— Start of Source passage —

For more hands-on programs, being able to view and recreate data being sent or received from an outside source (such as an API, or data being sent to remote events) is common, and serializing said data is typically the approach used.
Generally serializers are composed of a function which uses the following steps:
There is no set way of creating a serializer (although the general theory is essentially universal) however I personally find this to be the simplest (while still effective) method:
local serializer = {}
setmetatable(serializer, {
__call = function(self, data, level)
-- Using metatables allows us to use the 'self' keyword, which I find preferable to self-calling functions
-- The data parameter is the data that will be serialized
-- The level parameter is used for table serializing, and is used for proper indenting
end
})
After the block of the function is established, we can begin sorting data into types:
local serializer = {}
setmetatable(serializer, {
__call = function(self, data, level)

— End of Source passage —
— Start of Provided records —

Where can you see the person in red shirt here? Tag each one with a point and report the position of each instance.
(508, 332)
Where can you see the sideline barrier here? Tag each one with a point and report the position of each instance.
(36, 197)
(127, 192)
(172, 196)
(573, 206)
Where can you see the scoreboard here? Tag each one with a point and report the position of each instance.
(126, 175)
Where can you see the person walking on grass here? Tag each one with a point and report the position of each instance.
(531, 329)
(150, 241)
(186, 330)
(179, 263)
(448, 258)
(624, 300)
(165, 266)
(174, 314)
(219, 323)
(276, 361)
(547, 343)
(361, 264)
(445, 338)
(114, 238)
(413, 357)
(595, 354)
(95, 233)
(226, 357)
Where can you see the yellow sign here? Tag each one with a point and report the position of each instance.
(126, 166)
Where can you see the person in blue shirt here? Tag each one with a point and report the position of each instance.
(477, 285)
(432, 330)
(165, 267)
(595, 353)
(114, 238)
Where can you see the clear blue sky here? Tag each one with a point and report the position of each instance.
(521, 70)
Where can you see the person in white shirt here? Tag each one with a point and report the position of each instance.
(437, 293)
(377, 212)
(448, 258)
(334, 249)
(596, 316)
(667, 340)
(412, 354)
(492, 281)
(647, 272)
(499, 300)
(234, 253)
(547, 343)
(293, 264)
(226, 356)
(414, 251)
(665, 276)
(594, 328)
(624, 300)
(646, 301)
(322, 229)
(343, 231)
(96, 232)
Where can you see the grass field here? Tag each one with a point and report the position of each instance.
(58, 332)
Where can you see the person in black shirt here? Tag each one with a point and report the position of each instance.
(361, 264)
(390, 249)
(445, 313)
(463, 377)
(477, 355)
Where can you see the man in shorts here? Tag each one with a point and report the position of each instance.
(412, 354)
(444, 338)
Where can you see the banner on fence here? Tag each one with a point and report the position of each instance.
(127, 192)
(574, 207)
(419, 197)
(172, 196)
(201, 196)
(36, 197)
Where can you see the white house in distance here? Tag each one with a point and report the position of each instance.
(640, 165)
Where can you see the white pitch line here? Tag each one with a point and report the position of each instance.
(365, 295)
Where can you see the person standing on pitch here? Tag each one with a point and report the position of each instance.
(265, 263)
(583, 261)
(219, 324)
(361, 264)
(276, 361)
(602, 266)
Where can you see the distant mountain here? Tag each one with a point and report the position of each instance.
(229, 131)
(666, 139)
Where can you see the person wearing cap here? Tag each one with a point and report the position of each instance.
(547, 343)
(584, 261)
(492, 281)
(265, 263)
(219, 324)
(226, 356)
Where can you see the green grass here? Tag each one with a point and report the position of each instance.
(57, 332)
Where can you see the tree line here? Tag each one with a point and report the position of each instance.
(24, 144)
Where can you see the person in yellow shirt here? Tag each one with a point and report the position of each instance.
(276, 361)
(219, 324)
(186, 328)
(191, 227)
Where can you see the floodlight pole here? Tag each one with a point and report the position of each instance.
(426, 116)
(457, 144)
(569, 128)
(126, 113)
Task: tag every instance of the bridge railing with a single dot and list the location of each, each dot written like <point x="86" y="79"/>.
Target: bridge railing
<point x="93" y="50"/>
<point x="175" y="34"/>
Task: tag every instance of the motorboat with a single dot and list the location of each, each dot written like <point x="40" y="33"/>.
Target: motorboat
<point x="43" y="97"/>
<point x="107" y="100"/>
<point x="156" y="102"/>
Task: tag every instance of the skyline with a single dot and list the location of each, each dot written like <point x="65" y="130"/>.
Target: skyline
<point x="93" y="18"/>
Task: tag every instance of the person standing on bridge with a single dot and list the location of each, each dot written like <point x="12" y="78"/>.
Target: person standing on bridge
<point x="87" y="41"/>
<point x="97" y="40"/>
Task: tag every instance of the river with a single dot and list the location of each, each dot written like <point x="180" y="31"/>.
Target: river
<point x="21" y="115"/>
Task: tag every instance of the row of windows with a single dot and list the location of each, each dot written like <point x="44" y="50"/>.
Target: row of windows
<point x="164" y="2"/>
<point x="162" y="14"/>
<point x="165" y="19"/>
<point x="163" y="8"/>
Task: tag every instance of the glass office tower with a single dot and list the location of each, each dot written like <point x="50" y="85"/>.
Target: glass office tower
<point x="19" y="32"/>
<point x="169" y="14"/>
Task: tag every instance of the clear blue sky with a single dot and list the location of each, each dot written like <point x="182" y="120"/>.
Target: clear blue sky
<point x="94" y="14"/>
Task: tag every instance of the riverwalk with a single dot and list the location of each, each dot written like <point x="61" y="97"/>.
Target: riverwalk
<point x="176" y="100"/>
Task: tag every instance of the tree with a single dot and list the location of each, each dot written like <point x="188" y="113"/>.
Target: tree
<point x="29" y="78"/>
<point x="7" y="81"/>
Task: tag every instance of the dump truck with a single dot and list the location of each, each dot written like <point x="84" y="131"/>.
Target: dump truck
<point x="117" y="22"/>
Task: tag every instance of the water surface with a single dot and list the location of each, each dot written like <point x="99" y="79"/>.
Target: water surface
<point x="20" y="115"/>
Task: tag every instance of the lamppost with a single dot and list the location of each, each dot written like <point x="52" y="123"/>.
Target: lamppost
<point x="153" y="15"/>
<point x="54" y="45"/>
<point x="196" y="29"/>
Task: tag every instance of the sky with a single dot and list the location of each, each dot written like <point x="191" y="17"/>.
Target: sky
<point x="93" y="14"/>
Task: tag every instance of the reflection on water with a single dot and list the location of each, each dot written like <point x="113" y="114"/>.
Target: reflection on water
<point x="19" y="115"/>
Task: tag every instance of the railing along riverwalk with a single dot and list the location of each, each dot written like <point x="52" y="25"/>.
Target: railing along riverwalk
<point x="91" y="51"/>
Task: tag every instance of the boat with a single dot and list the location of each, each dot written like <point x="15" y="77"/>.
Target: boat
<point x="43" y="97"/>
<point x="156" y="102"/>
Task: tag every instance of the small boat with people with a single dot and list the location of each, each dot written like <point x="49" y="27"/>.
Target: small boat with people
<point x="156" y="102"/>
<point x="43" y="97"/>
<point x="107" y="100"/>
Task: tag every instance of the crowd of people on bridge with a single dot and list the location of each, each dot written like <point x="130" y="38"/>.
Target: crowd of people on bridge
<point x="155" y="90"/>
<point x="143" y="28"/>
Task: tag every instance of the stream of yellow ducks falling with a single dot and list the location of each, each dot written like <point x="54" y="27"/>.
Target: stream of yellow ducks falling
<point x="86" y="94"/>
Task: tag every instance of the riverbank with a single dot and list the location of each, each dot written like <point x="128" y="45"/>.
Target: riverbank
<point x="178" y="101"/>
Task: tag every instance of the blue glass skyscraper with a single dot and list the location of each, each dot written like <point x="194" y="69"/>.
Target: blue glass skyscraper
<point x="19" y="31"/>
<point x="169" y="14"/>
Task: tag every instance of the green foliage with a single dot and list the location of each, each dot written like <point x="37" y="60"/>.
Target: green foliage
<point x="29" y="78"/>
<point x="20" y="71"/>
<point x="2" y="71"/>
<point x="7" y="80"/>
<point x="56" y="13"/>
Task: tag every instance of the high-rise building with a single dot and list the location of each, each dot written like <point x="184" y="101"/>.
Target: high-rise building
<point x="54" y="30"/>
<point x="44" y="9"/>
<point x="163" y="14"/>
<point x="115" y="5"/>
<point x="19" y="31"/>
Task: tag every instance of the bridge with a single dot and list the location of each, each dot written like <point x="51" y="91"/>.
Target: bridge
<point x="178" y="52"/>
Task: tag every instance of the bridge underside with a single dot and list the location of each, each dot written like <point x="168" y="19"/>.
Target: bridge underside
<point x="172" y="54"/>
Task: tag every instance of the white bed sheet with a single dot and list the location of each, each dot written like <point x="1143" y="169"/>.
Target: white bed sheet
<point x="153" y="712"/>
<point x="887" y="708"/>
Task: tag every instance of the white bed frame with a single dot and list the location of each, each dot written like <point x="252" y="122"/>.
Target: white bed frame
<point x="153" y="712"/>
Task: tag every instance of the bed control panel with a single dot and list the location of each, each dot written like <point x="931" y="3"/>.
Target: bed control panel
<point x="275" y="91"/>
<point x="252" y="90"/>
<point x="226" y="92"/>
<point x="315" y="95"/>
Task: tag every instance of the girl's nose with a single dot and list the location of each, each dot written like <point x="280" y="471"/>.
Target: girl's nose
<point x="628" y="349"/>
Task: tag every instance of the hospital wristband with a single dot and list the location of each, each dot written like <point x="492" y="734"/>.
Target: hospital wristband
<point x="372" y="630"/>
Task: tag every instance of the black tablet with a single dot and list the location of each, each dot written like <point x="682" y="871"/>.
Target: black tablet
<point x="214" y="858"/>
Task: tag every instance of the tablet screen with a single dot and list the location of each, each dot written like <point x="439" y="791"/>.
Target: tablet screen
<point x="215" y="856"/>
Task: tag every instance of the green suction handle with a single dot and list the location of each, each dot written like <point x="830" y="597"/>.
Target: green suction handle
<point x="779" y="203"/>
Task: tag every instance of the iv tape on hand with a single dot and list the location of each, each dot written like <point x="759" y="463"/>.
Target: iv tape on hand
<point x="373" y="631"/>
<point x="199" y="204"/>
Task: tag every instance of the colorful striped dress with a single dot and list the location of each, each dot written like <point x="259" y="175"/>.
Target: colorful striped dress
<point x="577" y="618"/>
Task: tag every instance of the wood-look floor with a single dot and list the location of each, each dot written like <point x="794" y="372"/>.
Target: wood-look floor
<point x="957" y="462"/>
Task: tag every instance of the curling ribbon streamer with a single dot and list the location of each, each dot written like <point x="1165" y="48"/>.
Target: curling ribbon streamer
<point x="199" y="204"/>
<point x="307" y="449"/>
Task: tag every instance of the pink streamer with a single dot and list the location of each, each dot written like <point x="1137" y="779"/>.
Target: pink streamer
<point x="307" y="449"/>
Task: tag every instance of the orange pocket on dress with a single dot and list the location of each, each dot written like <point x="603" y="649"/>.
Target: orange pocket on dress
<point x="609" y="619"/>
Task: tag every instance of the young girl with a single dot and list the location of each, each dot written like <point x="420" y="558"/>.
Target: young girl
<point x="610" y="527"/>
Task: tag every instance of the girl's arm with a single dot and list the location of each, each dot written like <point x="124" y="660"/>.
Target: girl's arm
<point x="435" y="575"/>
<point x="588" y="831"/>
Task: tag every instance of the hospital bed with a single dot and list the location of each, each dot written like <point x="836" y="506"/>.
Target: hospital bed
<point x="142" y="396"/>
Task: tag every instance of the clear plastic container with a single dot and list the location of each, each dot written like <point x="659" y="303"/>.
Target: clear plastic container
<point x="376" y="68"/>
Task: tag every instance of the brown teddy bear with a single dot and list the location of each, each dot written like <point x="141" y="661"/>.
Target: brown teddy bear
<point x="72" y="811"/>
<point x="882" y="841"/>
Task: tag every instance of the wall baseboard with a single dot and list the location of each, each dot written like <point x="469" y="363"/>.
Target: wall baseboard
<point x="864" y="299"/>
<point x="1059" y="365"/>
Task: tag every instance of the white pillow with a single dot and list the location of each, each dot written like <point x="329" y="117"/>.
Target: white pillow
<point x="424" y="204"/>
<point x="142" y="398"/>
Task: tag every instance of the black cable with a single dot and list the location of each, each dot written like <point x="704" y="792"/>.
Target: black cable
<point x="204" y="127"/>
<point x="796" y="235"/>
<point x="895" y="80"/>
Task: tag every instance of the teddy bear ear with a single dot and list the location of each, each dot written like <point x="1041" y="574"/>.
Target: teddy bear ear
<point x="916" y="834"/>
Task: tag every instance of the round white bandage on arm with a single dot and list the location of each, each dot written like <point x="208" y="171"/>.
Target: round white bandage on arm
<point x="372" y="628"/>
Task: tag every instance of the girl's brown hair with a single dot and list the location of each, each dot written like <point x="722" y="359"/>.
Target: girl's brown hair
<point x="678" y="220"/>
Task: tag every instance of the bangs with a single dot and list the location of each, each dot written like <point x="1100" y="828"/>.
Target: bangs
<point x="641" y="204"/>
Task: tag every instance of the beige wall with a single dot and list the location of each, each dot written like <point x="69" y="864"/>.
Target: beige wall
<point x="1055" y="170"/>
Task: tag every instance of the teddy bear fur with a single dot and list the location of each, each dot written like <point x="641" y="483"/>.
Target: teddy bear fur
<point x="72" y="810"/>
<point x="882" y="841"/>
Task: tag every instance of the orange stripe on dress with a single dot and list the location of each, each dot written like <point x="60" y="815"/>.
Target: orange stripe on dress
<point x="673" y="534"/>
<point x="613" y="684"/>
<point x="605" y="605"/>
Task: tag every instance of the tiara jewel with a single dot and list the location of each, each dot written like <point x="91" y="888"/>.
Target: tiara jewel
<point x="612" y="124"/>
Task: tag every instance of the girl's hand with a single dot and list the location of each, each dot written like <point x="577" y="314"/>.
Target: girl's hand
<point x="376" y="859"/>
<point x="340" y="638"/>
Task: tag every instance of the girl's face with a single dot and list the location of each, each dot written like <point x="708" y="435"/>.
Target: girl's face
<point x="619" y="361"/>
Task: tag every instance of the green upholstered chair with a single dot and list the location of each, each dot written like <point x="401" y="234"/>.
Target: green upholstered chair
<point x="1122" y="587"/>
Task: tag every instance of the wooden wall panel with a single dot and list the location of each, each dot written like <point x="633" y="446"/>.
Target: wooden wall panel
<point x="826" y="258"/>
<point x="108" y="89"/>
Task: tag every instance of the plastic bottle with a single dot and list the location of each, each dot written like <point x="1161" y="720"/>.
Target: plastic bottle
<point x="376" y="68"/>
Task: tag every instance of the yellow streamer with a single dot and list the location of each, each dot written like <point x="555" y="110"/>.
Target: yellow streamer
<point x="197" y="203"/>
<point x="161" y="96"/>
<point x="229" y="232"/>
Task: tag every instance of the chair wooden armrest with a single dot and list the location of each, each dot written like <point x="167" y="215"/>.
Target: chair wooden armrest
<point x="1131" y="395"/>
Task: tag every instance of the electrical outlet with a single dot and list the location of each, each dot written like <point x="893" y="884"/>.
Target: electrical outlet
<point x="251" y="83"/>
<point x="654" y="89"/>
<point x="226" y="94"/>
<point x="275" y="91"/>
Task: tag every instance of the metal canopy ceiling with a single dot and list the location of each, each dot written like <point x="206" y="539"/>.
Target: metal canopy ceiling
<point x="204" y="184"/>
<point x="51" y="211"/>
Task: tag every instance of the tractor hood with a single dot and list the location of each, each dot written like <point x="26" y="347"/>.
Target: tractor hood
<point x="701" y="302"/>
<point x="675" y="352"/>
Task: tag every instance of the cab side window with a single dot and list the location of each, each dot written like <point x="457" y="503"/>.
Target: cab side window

— End of Provided records —

## [Exercises]
a) In the serializer passage, switch "outside source" to "external source" and write out everything from "For more hands-on" down to "the approach used.".
b) Collect every line of the rows that contains the string "look", treating uppercase and lowercase as different.

## [Outputs for the tasks]
a)
For more hands-on programs, being able to view and recreate data being sent or received from an external source (such as an API, or data being sent to remote events) is common, and serializing said data is typically the approach used.

b)
Task: tag every instance of the wood-look floor with a single dot and list the location of each, each dot written like <point x="794" y="372"/>.
Target: wood-look floor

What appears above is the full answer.